DIRECTIVE – Using the railroad history passage below, say whether each statement agrees with it, answering yes or no and quoting the deciding words exactly: (a) The tunnel for NJ Route 94 is on the left of the photo. (b) The Lehigh and Lackawanna Railroad was merged into the L&NE on February 1, 1905. (c) The Lehigh Coal and Navigation Company gained control of the L&NE in 1905.

PASSAGE PROVIDED –
>> Start

The never-used tunnel for the Lehigh & New England Railroad is on the right of this photo, as seen from Tunnel Field in Knowlton Township, NJ. The tunnel for NJ Route 94 is on the left. The Lackawanna Cut-Off is atop the embankment.

Additionally, the planned route from Pine Island to Campbell Hall was cancelled, and trackage rights were obtained over the Erie Railroad's Goshen and Deckertown Railroad and Montgomery and Erie Railroad.

The Lehigh and Lackawanna Railroad and its leased Wind Gap and Delaware Railroad were operated by the Central Railroad of New Jersey until February 1, 1905, when the two companies were merged into the L&NE. Around the same time the L&NE acquired the Northampton Railroad. This gave the L&NE a branch to Bethlehem, with a branch off that one to Martins Creek. Part of the main line between Benders Junction (the crossing of the original L&NE and the L&L) and Pen Argyl was abandoned in 1905, with the new route using the L&L and WG&D.

The Lehigh Coal and Navigation Company (LC&N) gained control of the L&NE on May 9, 1904.

>> End

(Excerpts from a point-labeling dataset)
>> Start

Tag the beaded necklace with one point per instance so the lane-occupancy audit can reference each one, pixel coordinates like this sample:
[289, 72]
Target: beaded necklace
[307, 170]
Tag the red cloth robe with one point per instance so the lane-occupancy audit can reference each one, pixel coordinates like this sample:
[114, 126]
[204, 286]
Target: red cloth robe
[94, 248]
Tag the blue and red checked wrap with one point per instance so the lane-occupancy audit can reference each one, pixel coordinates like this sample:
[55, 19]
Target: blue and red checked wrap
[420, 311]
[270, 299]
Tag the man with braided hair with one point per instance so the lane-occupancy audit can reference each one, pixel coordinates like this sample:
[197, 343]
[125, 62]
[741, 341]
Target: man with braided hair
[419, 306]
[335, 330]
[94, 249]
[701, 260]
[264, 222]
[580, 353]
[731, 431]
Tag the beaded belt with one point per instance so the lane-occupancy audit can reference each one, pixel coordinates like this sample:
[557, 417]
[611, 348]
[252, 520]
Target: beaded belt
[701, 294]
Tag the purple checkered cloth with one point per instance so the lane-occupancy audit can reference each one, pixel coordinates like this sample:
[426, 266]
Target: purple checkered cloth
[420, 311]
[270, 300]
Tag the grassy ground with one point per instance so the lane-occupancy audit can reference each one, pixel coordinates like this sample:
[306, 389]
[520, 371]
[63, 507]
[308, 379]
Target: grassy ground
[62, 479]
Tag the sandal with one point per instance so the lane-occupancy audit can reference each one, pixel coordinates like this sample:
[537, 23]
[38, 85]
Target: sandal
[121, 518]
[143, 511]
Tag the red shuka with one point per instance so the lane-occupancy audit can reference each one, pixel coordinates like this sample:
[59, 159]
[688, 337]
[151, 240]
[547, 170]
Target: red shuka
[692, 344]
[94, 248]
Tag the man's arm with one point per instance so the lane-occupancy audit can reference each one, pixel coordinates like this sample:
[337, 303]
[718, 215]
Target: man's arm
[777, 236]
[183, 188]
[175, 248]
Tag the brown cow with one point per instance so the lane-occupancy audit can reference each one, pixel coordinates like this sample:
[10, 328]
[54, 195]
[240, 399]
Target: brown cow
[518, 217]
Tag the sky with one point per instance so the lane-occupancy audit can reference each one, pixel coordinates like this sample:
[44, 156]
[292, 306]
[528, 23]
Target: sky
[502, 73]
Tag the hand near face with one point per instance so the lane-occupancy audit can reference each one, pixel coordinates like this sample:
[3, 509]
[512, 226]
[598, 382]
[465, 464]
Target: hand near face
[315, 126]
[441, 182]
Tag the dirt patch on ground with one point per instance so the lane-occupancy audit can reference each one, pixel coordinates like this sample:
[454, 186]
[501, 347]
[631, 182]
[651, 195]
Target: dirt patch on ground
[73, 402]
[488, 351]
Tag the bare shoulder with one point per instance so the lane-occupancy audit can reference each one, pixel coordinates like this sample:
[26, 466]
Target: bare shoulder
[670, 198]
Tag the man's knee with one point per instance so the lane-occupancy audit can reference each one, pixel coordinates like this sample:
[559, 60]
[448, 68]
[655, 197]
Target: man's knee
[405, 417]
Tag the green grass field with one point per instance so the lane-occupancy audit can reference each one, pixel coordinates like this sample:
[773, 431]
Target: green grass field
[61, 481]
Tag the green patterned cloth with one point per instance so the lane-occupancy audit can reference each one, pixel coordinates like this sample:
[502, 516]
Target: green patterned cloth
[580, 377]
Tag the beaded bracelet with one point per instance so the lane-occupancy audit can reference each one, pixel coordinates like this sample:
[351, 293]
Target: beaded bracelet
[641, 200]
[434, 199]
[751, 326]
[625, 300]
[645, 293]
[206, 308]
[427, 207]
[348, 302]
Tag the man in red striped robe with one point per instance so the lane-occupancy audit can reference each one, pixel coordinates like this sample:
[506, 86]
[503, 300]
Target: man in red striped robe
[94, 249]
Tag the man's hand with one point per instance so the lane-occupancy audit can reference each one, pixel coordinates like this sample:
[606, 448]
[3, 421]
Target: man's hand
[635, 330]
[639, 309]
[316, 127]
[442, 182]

>> End

ANSWER FOR THE TASK –
(a) Yes: "The tunnel for NJ Route 94 is on the left."
(b) Yes: "until February 1, 1905, when the two companies were merged into the L&NE."
(c) No: "gained control of the L&NE on May 9, 1904."